ASSIGNMENT: Retype the material exactly, ending with the line containing "For this challenge, identify the horse's ear".

**** MATERIAL SUPPLIED ****

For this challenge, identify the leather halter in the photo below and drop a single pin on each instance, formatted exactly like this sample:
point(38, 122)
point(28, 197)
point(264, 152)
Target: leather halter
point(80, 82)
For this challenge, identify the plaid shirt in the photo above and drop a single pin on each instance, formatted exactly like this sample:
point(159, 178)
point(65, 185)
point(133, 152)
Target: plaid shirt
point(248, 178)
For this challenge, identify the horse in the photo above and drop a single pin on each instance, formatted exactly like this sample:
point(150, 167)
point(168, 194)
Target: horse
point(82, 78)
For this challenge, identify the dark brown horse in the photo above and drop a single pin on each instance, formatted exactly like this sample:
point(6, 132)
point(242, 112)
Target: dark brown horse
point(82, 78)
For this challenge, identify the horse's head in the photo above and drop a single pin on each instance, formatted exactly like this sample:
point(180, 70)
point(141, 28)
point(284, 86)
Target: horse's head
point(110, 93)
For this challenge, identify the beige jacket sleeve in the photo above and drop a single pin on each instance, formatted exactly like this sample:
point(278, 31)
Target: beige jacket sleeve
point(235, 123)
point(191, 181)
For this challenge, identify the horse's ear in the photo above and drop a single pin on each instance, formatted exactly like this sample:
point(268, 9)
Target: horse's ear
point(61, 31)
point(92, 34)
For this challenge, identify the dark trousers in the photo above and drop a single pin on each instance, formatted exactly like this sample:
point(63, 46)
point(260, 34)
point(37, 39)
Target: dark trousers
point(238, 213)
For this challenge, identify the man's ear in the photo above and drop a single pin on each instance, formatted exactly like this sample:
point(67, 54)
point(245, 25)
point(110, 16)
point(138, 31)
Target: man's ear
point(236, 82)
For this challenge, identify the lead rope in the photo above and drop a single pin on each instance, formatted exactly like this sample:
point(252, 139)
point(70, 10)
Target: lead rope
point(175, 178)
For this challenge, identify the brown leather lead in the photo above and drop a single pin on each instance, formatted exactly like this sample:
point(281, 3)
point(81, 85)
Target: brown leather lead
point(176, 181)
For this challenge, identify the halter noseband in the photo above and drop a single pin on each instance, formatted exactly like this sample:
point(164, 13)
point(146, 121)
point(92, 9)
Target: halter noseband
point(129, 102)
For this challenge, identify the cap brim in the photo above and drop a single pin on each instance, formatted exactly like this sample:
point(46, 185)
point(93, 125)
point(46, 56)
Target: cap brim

****

RESPONSE TO THIS TASK:
For this challenge, identify the leather halter in the photo below and drop a single pin on each instance, formatted exactly like this sample:
point(38, 122)
point(28, 197)
point(264, 152)
Target: leather halter
point(80, 82)
For this challenge, identify the plaid shirt in the photo above and drop a single pin on each instance, formatted exactly like this sample:
point(159, 178)
point(65, 185)
point(133, 152)
Target: plaid shirt
point(248, 178)
For this challenge, identify the horse in the photo above and drop a single pin on each instance, formatted exactly like this sample:
point(150, 167)
point(168, 194)
Target: horse
point(82, 78)
For this challenge, identify the dark brown horse in the photo above and drop a single pin on each instance, formatted exactly like this sample:
point(6, 132)
point(242, 112)
Target: dark brown horse
point(82, 78)
For this challenge, identify the horse's head in the photo above and drop a single pin on each instance, formatted exactly like this sample:
point(180, 70)
point(141, 28)
point(284, 86)
Target: horse's head
point(110, 93)
For this challenge, identify the beige jacket sleeve in the photo above and drop a single pin on each instance, formatted exactly like this sample:
point(278, 31)
Target: beige jacket sleeve
point(235, 123)
point(191, 181)
For this challenge, identify the horse's ear in the photo above and drop a single pin on each instance, formatted exactly like this sample:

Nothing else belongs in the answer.